- [Record extracts]

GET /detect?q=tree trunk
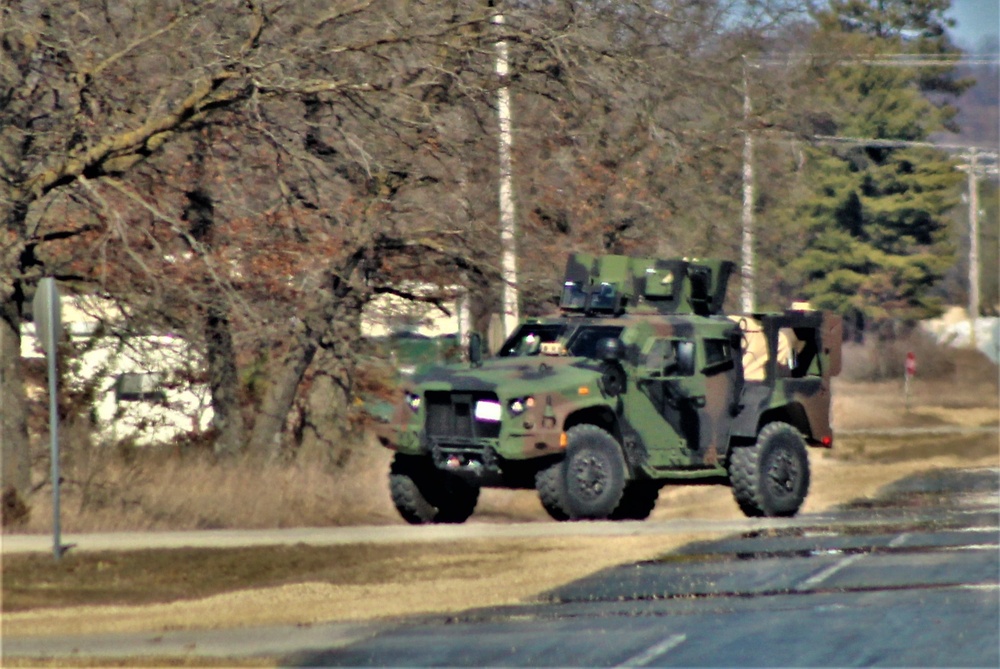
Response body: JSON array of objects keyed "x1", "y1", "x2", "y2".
[
  {"x1": 250, "y1": 336, "x2": 316, "y2": 457},
  {"x1": 205, "y1": 305, "x2": 246, "y2": 455},
  {"x1": 0, "y1": 284, "x2": 31, "y2": 506}
]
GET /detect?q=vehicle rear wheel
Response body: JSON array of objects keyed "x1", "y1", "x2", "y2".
[
  {"x1": 535, "y1": 460, "x2": 569, "y2": 521},
  {"x1": 563, "y1": 425, "x2": 625, "y2": 520},
  {"x1": 729, "y1": 422, "x2": 809, "y2": 517},
  {"x1": 389, "y1": 453, "x2": 479, "y2": 525},
  {"x1": 611, "y1": 481, "x2": 660, "y2": 520}
]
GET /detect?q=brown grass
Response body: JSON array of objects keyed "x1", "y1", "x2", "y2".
[{"x1": 5, "y1": 348, "x2": 1000, "y2": 533}]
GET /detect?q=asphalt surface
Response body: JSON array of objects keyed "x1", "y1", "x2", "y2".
[{"x1": 3, "y1": 469, "x2": 1000, "y2": 667}]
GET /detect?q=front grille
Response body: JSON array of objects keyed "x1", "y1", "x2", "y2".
[{"x1": 424, "y1": 391, "x2": 500, "y2": 444}]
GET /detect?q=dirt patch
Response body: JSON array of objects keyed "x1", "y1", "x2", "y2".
[{"x1": 3, "y1": 534, "x2": 710, "y2": 636}]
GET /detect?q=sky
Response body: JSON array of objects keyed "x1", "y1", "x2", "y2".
[{"x1": 948, "y1": 0, "x2": 1000, "y2": 51}]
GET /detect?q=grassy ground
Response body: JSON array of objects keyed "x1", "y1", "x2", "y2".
[{"x1": 2, "y1": 344, "x2": 1000, "y2": 648}]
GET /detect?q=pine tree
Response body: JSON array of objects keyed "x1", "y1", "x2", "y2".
[{"x1": 795, "y1": 0, "x2": 965, "y2": 328}]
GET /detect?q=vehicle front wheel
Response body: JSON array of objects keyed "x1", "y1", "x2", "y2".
[
  {"x1": 535, "y1": 460, "x2": 569, "y2": 521},
  {"x1": 389, "y1": 453, "x2": 479, "y2": 525},
  {"x1": 563, "y1": 424, "x2": 625, "y2": 520},
  {"x1": 729, "y1": 422, "x2": 809, "y2": 517}
]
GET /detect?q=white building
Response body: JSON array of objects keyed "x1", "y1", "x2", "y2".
[{"x1": 21, "y1": 296, "x2": 212, "y2": 444}]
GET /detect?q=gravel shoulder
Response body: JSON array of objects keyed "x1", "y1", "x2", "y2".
[{"x1": 2, "y1": 444, "x2": 1000, "y2": 638}]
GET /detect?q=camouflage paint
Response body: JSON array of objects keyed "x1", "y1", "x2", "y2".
[{"x1": 378, "y1": 254, "x2": 840, "y2": 486}]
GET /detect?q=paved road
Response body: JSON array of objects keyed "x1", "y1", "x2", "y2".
[
  {"x1": 3, "y1": 469, "x2": 1000, "y2": 667},
  {"x1": 287, "y1": 470, "x2": 1000, "y2": 667}
]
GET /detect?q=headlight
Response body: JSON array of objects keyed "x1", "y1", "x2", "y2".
[
  {"x1": 507, "y1": 395, "x2": 535, "y2": 416},
  {"x1": 473, "y1": 400, "x2": 501, "y2": 423}
]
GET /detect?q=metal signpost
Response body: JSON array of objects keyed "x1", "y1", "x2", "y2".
[
  {"x1": 903, "y1": 351, "x2": 917, "y2": 413},
  {"x1": 32, "y1": 278, "x2": 64, "y2": 560}
]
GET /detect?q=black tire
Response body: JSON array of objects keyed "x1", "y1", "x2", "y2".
[
  {"x1": 611, "y1": 481, "x2": 660, "y2": 520},
  {"x1": 431, "y1": 470, "x2": 479, "y2": 523},
  {"x1": 389, "y1": 453, "x2": 479, "y2": 525},
  {"x1": 563, "y1": 425, "x2": 625, "y2": 520},
  {"x1": 729, "y1": 422, "x2": 809, "y2": 518},
  {"x1": 535, "y1": 460, "x2": 569, "y2": 521}
]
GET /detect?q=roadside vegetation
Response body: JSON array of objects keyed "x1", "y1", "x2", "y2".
[{"x1": 0, "y1": 0, "x2": 997, "y2": 532}]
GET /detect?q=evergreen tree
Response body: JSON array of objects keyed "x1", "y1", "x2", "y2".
[{"x1": 796, "y1": 0, "x2": 967, "y2": 329}]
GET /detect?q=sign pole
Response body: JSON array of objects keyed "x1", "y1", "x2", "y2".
[
  {"x1": 32, "y1": 277, "x2": 63, "y2": 560},
  {"x1": 903, "y1": 351, "x2": 917, "y2": 413}
]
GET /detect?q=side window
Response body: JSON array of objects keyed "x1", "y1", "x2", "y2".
[
  {"x1": 703, "y1": 339, "x2": 734, "y2": 374},
  {"x1": 778, "y1": 328, "x2": 822, "y2": 378},
  {"x1": 666, "y1": 340, "x2": 695, "y2": 376},
  {"x1": 645, "y1": 339, "x2": 695, "y2": 376}
]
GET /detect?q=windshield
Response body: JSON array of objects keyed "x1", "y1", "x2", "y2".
[
  {"x1": 566, "y1": 325, "x2": 622, "y2": 358},
  {"x1": 497, "y1": 323, "x2": 623, "y2": 358},
  {"x1": 497, "y1": 323, "x2": 566, "y2": 358}
]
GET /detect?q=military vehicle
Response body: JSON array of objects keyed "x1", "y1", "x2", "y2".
[{"x1": 378, "y1": 254, "x2": 842, "y2": 523}]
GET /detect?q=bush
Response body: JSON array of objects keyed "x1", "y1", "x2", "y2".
[{"x1": 841, "y1": 331, "x2": 964, "y2": 381}]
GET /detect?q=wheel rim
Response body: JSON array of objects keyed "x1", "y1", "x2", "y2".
[
  {"x1": 573, "y1": 454, "x2": 609, "y2": 500},
  {"x1": 766, "y1": 449, "x2": 802, "y2": 497}
]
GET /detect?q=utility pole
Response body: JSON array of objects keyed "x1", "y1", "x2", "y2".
[
  {"x1": 969, "y1": 148, "x2": 979, "y2": 348},
  {"x1": 490, "y1": 0, "x2": 519, "y2": 336},
  {"x1": 740, "y1": 56, "x2": 755, "y2": 314}
]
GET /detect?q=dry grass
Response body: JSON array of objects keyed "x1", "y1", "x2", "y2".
[{"x1": 7, "y1": 342, "x2": 1000, "y2": 533}]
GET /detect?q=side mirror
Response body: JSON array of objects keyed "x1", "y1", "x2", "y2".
[
  {"x1": 677, "y1": 341, "x2": 694, "y2": 376},
  {"x1": 469, "y1": 332, "x2": 483, "y2": 367},
  {"x1": 594, "y1": 337, "x2": 625, "y2": 362}
]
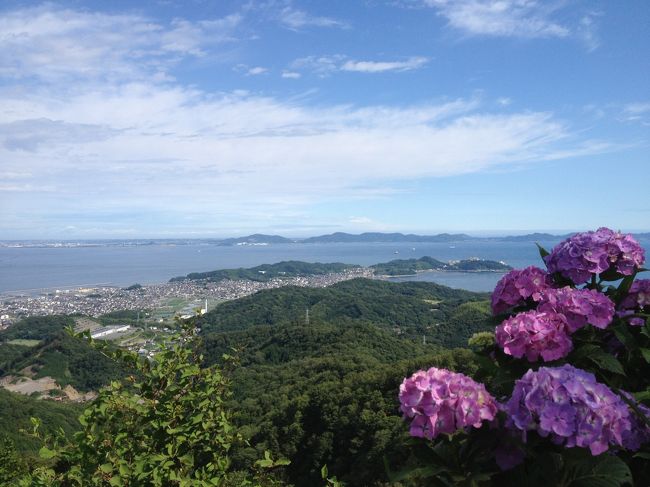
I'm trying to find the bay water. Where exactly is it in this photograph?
[0,239,650,293]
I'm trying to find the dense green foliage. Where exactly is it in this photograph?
[0,433,27,485]
[199,279,492,347]
[0,388,81,458]
[21,325,286,487]
[171,260,360,282]
[370,256,512,276]
[0,331,123,392]
[225,336,477,487]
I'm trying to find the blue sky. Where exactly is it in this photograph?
[0,0,650,239]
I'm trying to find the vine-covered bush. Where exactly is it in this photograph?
[20,322,288,487]
[391,228,650,487]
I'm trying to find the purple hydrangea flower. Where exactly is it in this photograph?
[495,311,573,362]
[492,266,552,315]
[537,286,614,333]
[504,364,650,455]
[544,227,645,284]
[399,367,497,439]
[616,279,650,326]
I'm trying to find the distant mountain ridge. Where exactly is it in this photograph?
[217,233,295,245]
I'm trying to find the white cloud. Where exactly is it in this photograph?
[279,6,350,30]
[0,83,604,228]
[0,5,607,234]
[282,71,301,79]
[291,54,429,76]
[424,0,571,38]
[620,102,650,125]
[340,56,429,73]
[0,4,242,82]
[248,66,268,76]
[623,102,650,115]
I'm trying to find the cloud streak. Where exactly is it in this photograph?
[291,54,429,76]
[422,0,600,47]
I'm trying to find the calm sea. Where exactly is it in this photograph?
[0,240,650,292]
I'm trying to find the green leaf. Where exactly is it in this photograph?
[639,348,650,364]
[632,390,650,401]
[570,455,632,487]
[587,347,625,375]
[535,242,550,260]
[38,446,56,460]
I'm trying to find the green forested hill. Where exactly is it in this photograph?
[200,279,492,347]
[0,388,82,456]
[0,315,74,343]
[0,279,493,487]
[170,260,360,282]
[231,342,477,487]
[201,279,494,487]
[370,256,512,276]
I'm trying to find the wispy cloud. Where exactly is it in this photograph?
[278,6,350,30]
[291,54,429,76]
[423,0,599,50]
[620,102,650,124]
[0,83,604,236]
[0,4,242,81]
[340,56,429,73]
[0,4,616,237]
[282,71,301,79]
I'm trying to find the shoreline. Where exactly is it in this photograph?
[0,266,509,298]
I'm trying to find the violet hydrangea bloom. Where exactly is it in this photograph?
[505,364,650,455]
[617,279,650,326]
[399,367,497,439]
[492,266,552,315]
[495,310,573,362]
[544,227,645,284]
[537,286,614,333]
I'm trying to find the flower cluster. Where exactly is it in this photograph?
[544,227,645,284]
[399,367,497,439]
[495,310,573,362]
[537,286,614,333]
[492,266,552,315]
[505,364,647,455]
[617,279,650,326]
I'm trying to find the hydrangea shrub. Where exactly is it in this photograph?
[399,228,650,485]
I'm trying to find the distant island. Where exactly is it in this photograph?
[169,257,512,282]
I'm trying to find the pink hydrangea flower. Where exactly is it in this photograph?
[492,266,552,315]
[504,364,650,455]
[399,367,497,439]
[537,286,614,333]
[495,311,573,362]
[544,227,645,284]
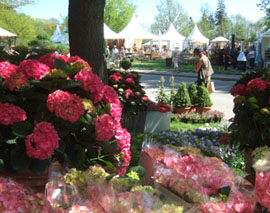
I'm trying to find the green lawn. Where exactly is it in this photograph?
[131,59,245,75]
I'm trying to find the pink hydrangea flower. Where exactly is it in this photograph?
[125,78,135,84]
[74,70,104,103]
[94,114,115,142]
[0,61,18,79]
[103,85,121,106]
[39,53,68,69]
[110,104,122,124]
[47,90,85,123]
[25,122,60,160]
[0,102,26,126]
[4,72,28,91]
[19,60,50,80]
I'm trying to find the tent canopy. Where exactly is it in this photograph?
[186,24,209,44]
[211,36,229,42]
[51,24,62,41]
[0,27,17,38]
[104,23,119,39]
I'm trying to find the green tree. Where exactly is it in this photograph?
[198,4,215,40]
[151,0,194,36]
[0,0,35,10]
[104,0,136,33]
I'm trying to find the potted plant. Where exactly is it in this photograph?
[173,82,191,114]
[188,83,197,112]
[0,54,130,190]
[195,84,213,113]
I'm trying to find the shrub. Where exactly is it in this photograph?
[188,83,197,105]
[195,84,213,107]
[173,82,191,107]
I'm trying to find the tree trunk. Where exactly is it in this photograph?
[68,0,108,84]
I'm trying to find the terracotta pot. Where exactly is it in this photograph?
[174,107,190,114]
[0,169,48,192]
[196,107,212,114]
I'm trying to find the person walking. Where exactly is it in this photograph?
[193,48,214,87]
[172,51,179,72]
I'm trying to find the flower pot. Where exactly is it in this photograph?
[174,107,190,114]
[196,107,212,114]
[144,111,171,133]
[0,168,48,192]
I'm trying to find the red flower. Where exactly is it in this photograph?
[125,78,135,84]
[94,114,115,142]
[47,90,85,123]
[0,102,26,126]
[247,78,267,92]
[103,85,121,106]
[25,122,60,160]
[39,53,68,69]
[19,60,50,80]
[74,70,104,103]
[124,89,134,99]
[4,72,28,91]
[230,84,248,96]
[0,61,18,79]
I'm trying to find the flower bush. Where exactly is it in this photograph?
[175,110,224,123]
[230,69,270,149]
[0,54,131,175]
[109,71,150,115]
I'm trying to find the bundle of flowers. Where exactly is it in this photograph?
[47,166,183,213]
[141,145,255,212]
[109,71,149,114]
[0,54,130,175]
[175,110,224,123]
[150,102,172,113]
[0,177,58,213]
[230,77,270,149]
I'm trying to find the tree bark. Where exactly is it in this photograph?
[68,0,108,84]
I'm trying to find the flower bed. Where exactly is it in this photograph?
[174,110,224,123]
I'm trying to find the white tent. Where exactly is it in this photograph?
[104,23,119,39]
[159,23,186,51]
[211,36,229,42]
[118,15,158,48]
[185,24,209,46]
[0,27,17,38]
[51,25,62,41]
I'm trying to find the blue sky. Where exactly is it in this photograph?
[19,0,264,24]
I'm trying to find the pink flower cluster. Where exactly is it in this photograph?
[150,102,172,113]
[255,171,270,210]
[47,90,85,123]
[19,60,50,80]
[74,70,104,103]
[0,102,26,126]
[0,61,18,79]
[25,122,60,160]
[0,177,56,213]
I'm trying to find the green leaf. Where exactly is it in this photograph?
[12,121,34,138]
[6,138,18,144]
[11,146,31,170]
[29,159,48,174]
[53,58,68,70]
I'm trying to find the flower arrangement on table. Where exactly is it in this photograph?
[0,54,130,175]
[140,145,255,213]
[230,70,270,149]
[47,165,183,213]
[109,71,149,115]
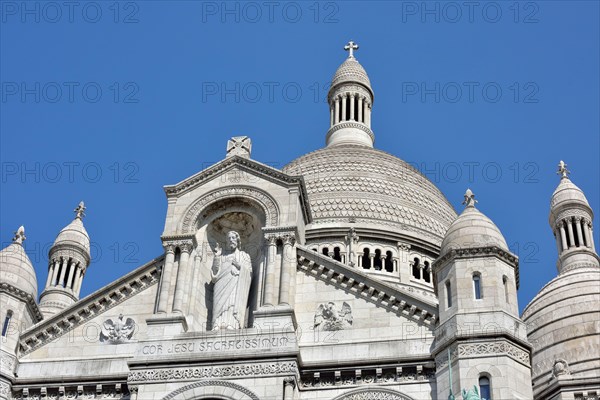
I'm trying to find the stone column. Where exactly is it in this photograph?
[283,376,296,400]
[567,218,575,248]
[357,96,365,122]
[279,233,297,306]
[158,244,175,313]
[558,221,569,251]
[56,258,69,285]
[333,97,340,124]
[264,234,277,306]
[73,266,83,297]
[554,229,562,255]
[173,243,192,313]
[65,262,79,289]
[575,217,585,247]
[46,260,58,287]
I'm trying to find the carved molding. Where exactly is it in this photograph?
[19,256,164,355]
[127,361,298,384]
[178,186,279,234]
[162,381,260,400]
[333,388,412,400]
[0,282,44,322]
[435,340,531,371]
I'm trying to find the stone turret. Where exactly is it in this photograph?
[433,190,533,399]
[0,226,41,399]
[40,202,90,317]
[326,41,375,147]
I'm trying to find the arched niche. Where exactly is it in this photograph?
[333,387,414,400]
[162,381,260,400]
[195,197,267,329]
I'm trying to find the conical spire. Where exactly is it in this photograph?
[326,40,375,147]
[549,160,600,273]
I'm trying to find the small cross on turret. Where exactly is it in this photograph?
[344,40,358,58]
[463,189,477,207]
[556,160,571,179]
[73,201,85,219]
[13,225,26,244]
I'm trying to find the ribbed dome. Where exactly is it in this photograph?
[283,145,456,246]
[440,206,508,256]
[331,57,373,94]
[550,177,590,208]
[54,218,90,256]
[0,243,37,298]
[522,268,600,390]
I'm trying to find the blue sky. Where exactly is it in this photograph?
[0,1,600,309]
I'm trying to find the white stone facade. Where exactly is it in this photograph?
[0,42,600,400]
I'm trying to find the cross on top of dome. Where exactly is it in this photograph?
[73,201,85,219]
[344,40,358,58]
[13,225,26,244]
[556,160,571,179]
[463,189,477,207]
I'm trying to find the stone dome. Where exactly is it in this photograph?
[0,239,37,298]
[550,177,590,209]
[331,57,373,95]
[283,144,456,246]
[521,268,600,389]
[440,205,508,256]
[52,218,90,257]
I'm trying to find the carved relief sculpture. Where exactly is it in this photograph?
[314,301,352,331]
[211,231,252,331]
[100,314,135,344]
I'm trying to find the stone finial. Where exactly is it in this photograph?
[13,225,27,244]
[344,40,358,58]
[73,201,85,219]
[462,189,478,207]
[227,136,252,158]
[556,160,571,179]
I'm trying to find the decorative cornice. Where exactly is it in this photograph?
[127,361,298,384]
[296,245,438,326]
[19,256,164,355]
[325,121,375,143]
[0,282,44,322]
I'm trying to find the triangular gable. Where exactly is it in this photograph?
[164,156,312,223]
[296,244,438,326]
[19,256,164,355]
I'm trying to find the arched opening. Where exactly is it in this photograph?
[412,257,421,279]
[333,247,342,262]
[479,375,492,400]
[385,251,394,272]
[423,261,431,283]
[2,310,12,337]
[473,272,483,300]
[373,249,381,271]
[362,247,371,269]
[502,275,510,304]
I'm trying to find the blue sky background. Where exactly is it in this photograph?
[0,1,600,309]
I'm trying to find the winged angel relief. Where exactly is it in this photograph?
[100,314,135,344]
[315,301,352,331]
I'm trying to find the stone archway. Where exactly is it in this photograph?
[162,381,260,400]
[333,387,414,400]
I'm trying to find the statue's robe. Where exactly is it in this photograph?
[212,249,252,330]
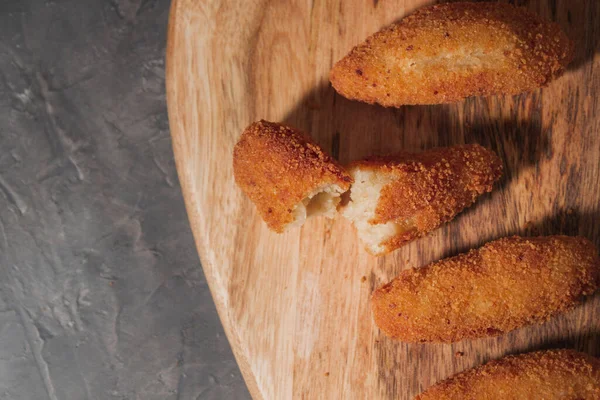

- [What to work on] Present the records from the line containing "I'm trying to find the statue's" through the end of the records as a Markdown table with the columns Row and Line, one line per row, with blank lines omitted. Leave the pictures out of the table.

- [Result of this exercise]
| Row | Line |
|---|---|
| 1 | I'm trying to find the statue's robe. Where exactly is it in this photograph? |
| 2 | [212,249,252,330] |